| Stated problem |
Would you extract the whole listing below and retype it exactly?

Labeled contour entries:
## begin

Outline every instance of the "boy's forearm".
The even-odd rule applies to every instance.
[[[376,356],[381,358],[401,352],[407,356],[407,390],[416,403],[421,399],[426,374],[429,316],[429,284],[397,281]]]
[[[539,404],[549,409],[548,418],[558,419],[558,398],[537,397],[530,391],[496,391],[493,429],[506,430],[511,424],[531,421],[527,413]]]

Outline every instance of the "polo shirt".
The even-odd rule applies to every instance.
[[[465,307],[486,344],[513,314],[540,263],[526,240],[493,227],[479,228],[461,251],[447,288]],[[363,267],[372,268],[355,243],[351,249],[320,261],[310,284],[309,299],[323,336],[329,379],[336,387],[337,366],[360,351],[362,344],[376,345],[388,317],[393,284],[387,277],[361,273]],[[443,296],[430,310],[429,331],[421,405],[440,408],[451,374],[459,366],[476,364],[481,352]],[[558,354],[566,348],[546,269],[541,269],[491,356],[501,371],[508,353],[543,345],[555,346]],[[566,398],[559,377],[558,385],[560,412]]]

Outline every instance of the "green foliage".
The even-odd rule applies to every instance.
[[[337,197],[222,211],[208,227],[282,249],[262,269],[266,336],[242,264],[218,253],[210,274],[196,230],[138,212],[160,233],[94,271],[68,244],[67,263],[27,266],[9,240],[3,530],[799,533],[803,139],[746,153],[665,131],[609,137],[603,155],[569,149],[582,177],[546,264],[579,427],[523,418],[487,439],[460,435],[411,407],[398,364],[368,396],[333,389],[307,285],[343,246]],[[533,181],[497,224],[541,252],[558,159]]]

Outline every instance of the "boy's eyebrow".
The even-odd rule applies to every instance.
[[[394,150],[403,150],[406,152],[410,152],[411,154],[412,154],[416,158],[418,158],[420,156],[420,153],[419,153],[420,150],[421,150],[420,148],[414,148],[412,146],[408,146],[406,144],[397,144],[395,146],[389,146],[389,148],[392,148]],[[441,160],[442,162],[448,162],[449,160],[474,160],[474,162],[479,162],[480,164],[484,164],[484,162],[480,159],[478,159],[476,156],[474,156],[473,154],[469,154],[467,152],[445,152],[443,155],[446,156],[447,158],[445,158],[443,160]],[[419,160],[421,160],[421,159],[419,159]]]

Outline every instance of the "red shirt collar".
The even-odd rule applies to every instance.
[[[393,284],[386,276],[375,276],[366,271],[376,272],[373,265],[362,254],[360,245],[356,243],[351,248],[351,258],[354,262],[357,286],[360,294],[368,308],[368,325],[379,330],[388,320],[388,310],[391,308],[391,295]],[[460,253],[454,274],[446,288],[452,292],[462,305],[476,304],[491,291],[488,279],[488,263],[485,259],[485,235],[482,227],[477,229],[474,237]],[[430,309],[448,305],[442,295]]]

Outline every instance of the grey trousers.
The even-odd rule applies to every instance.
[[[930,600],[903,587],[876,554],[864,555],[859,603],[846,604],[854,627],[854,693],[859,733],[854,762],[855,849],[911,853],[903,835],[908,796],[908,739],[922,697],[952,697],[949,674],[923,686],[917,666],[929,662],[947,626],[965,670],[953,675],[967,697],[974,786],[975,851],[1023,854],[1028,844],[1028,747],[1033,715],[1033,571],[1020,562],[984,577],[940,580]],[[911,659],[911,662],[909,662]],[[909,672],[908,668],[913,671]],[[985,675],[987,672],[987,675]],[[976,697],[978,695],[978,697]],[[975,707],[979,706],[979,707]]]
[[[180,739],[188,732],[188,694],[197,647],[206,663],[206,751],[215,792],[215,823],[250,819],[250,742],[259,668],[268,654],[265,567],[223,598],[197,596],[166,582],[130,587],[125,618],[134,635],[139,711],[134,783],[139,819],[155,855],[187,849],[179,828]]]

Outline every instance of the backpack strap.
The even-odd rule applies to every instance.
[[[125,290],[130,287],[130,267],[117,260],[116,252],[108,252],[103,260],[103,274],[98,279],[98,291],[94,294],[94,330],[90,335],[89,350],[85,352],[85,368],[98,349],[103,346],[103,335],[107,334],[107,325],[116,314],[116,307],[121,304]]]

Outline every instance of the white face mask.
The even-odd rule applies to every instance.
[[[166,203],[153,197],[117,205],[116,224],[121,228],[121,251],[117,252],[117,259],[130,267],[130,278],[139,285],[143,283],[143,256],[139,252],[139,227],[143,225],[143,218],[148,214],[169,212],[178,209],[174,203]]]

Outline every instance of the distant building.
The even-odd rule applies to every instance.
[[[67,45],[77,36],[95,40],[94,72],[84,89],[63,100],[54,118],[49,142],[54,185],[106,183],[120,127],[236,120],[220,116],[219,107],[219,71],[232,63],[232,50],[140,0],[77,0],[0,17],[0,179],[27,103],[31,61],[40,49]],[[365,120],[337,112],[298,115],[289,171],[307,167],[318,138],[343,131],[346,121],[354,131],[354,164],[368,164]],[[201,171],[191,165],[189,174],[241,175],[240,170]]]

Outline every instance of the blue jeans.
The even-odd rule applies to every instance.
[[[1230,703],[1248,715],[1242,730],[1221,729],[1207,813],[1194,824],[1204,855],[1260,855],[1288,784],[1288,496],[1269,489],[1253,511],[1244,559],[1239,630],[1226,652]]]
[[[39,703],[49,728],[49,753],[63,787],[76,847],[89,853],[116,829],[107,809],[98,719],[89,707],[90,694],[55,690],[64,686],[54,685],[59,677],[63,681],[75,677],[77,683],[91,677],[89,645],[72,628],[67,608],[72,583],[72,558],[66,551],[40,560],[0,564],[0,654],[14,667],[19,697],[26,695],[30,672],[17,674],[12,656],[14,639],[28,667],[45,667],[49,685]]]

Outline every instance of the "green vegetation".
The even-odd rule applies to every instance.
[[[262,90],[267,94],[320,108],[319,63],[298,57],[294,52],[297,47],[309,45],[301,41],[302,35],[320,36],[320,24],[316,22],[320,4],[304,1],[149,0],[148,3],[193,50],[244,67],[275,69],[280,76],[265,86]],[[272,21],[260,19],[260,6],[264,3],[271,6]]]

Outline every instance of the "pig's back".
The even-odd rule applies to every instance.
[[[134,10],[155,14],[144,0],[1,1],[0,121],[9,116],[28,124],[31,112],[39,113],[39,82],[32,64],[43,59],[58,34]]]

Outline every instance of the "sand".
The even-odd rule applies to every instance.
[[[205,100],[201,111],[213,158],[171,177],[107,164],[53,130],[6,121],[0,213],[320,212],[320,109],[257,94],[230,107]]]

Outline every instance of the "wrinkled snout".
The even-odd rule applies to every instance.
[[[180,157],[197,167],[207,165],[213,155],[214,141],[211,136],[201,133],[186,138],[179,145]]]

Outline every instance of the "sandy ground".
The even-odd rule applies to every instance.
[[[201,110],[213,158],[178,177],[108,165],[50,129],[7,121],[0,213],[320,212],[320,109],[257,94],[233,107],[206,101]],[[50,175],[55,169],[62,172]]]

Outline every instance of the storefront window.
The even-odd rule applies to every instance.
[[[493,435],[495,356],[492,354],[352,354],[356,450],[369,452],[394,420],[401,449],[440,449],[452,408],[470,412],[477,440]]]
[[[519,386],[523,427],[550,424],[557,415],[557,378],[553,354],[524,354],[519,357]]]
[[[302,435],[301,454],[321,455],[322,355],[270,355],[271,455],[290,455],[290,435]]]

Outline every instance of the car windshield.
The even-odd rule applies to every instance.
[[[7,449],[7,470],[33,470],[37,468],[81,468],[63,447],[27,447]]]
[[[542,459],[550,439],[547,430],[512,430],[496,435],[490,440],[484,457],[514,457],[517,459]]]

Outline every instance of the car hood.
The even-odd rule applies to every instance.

## end

| Worked solution |
Outline every instance of the "boy's forearm".
The even-odd rule applies to every instance.
[[[376,356],[381,358],[401,352],[407,356],[407,390],[416,403],[421,399],[426,374],[429,316],[429,284],[397,281]]]
[[[539,404],[549,409],[548,418],[558,419],[558,398],[537,397],[530,391],[496,391],[493,429],[506,430],[511,424],[531,421],[527,413]]]

Outline every instance of the "polo shirt".
The even-odd rule applies to every instance.
[[[465,307],[486,344],[513,314],[540,263],[526,240],[493,227],[479,228],[461,251],[447,288]],[[363,267],[372,268],[355,243],[351,249],[320,261],[310,284],[309,299],[323,336],[329,379],[336,387],[337,366],[360,351],[362,344],[376,345],[388,317],[393,284],[387,277],[361,273]],[[443,296],[430,310],[429,331],[421,405],[440,408],[451,374],[459,366],[476,364],[481,352]],[[558,354],[566,348],[546,269],[541,269],[491,356],[501,371],[508,353],[543,345],[555,346]],[[566,398],[559,377],[558,385],[560,412]]]

Outline every instance of the "green foliage".
The even-odd rule applies to every instance.
[[[337,197],[222,211],[208,227],[282,249],[262,269],[266,336],[242,264],[218,253],[210,274],[196,230],[138,212],[160,233],[94,271],[68,244],[67,263],[27,266],[9,240],[3,530],[799,533],[803,139],[746,153],[665,131],[609,137],[603,155],[569,149],[582,177],[546,264],[579,427],[523,418],[487,439],[460,435],[411,407],[398,364],[368,396],[333,389],[307,285],[343,246]],[[533,181],[497,224],[541,252],[558,159]]]

Outline every instance of the "boy's eyebrow".
The even-odd rule applies to every instance.
[[[394,150],[403,150],[406,152],[410,152],[411,154],[412,154],[416,158],[418,158],[420,156],[420,153],[419,153],[420,150],[421,150],[420,148],[414,148],[412,146],[408,146],[406,144],[397,144],[395,146],[389,146],[389,148],[392,148]],[[441,160],[442,162],[448,162],[449,160],[474,160],[474,162],[479,162],[480,164],[484,164],[484,162],[480,159],[478,159],[476,156],[474,156],[473,154],[469,154],[467,152],[445,152],[443,155],[446,156],[447,158],[445,158],[443,160]],[[419,160],[421,160],[421,159],[419,159]]]

Outline every instance of the "red shirt collar".
The even-odd rule applies to every instance.
[[[393,284],[386,276],[375,276],[366,271],[376,272],[373,265],[362,254],[360,245],[356,243],[351,248],[351,258],[354,262],[357,286],[360,294],[368,308],[368,325],[379,330],[388,320],[388,310],[391,308],[391,295]],[[460,253],[454,274],[446,288],[452,292],[462,305],[476,304],[491,291],[488,279],[488,263],[485,259],[485,235],[482,227],[477,229],[474,237]],[[430,309],[448,305],[442,295]]]

Outline every instance of the grey trousers.
The even-odd rule applies to every instance.
[[[930,600],[903,587],[876,554],[864,555],[859,603],[846,604],[854,627],[854,693],[859,733],[854,762],[855,849],[911,853],[903,835],[908,796],[908,739],[922,697],[952,697],[949,674],[923,686],[917,666],[929,662],[947,626],[965,670],[953,675],[967,697],[974,786],[975,851],[1023,854],[1028,844],[1028,747],[1033,715],[1033,571],[1020,562],[984,577],[940,580]],[[911,659],[911,662],[909,662]],[[909,672],[908,668],[913,671]],[[985,675],[987,672],[987,675]],[[976,697],[978,695],[978,697]],[[975,707],[979,706],[979,707]]]
[[[180,739],[188,732],[188,694],[197,647],[206,663],[206,751],[215,792],[215,823],[250,819],[250,742],[259,668],[268,654],[265,567],[223,598],[197,596],[166,582],[130,587],[125,618],[134,635],[139,711],[134,783],[139,819],[155,855],[187,849],[179,828]]]

Outline every instance of the backpack strap.
The even-odd rule applies to every instance.
[[[125,290],[130,287],[130,267],[117,260],[116,252],[108,252],[103,260],[103,274],[98,279],[98,291],[94,294],[94,330],[90,335],[89,350],[85,352],[85,368],[98,349],[103,346],[103,335],[107,334],[107,325],[116,314],[116,307],[121,304]]]

Outline every instance of the white face mask.
The even-odd rule applies to every instance.
[[[166,203],[153,197],[117,205],[116,224],[121,228],[121,251],[117,252],[117,259],[130,267],[130,278],[139,285],[143,283],[143,256],[139,252],[139,227],[143,225],[143,218],[148,214],[169,212],[178,209],[174,203]]]

Outline every instance of the distant building.
The even-odd rule applies to every instance.
[[[67,45],[77,36],[95,40],[94,72],[84,89],[63,100],[54,118],[49,142],[54,185],[106,183],[120,127],[236,120],[220,116],[219,107],[219,71],[232,63],[232,50],[140,0],[77,0],[0,17],[0,179],[27,103],[31,61],[40,49]],[[365,120],[337,112],[298,115],[289,171],[307,167],[318,138],[343,131],[346,121],[354,131],[354,164],[368,164]],[[201,171],[191,165],[189,174],[241,175],[240,170]]]

Outline every instance of the blue jeans.
The even-odd rule applies to every instance.
[[[1230,703],[1248,715],[1242,730],[1221,729],[1207,813],[1194,824],[1204,855],[1260,855],[1288,784],[1288,496],[1269,489],[1253,511],[1244,559],[1239,630],[1226,652]]]
[[[39,703],[49,728],[49,753],[63,787],[76,847],[89,853],[116,829],[107,809],[98,719],[89,707],[90,694],[55,690],[64,686],[54,685],[59,677],[63,681],[75,677],[77,683],[91,677],[89,645],[72,628],[67,608],[72,583],[72,558],[66,551],[40,560],[0,564],[0,654],[14,667],[19,697],[26,695],[30,672],[17,674],[12,656],[14,639],[28,667],[45,667],[49,685]]]

Outline every instance of the "green vegetation".
The even-odd rule applies to every instance.
[[[262,90],[267,94],[320,108],[319,63],[298,57],[294,52],[297,47],[309,45],[301,41],[302,35],[320,36],[320,24],[316,22],[320,4],[304,1],[149,0],[148,3],[193,50],[244,67],[275,69],[280,76],[265,86]],[[272,21],[260,19],[260,6],[264,3],[271,6]]]

Outline every instance of the "pig's back".
The even-odd rule applies to every instance.
[[[134,10],[155,14],[144,0],[1,1],[0,121],[9,116],[28,124],[31,112],[39,113],[39,82],[32,64],[43,59],[58,34]]]

Outline every instance of the "sand".
The even-odd rule applies to every instance.
[[[205,100],[201,111],[213,158],[171,177],[107,164],[53,130],[6,121],[0,213],[320,212],[320,109],[257,94],[230,107]]]

Outline every instance of the "wrinkled snout".
The even-odd rule applies to every instance.
[[[180,157],[197,167],[207,165],[213,155],[214,141],[211,136],[201,133],[186,138],[179,145]]]

Outline every instance of the "sandy ground".
The even-odd rule applies to every instance.
[[[201,110],[213,158],[178,177],[108,165],[50,129],[7,121],[0,213],[320,212],[320,109],[257,94],[233,107],[206,101]],[[50,175],[55,169],[62,172]]]

Outline every instance of the storefront window.
The even-odd rule applies to every instance.
[[[493,435],[495,356],[492,354],[352,354],[356,450],[369,452],[394,420],[401,449],[440,449],[452,408],[470,412],[477,440]]]
[[[519,386],[523,427],[550,424],[557,415],[557,378],[553,354],[524,354],[519,357]]]
[[[302,435],[301,454],[321,455],[322,355],[270,355],[271,455],[290,455],[290,435]]]

Outline every instance of the car windshield.
The even-odd rule applies to every instance.
[[[7,449],[7,470],[33,470],[37,468],[81,468],[63,447],[27,447]]]
[[[542,459],[550,439],[547,430],[512,430],[496,435],[490,440],[484,457],[514,457],[517,459]]]

Outline every instance of the car hood.
The even-odd rule applies to every instance.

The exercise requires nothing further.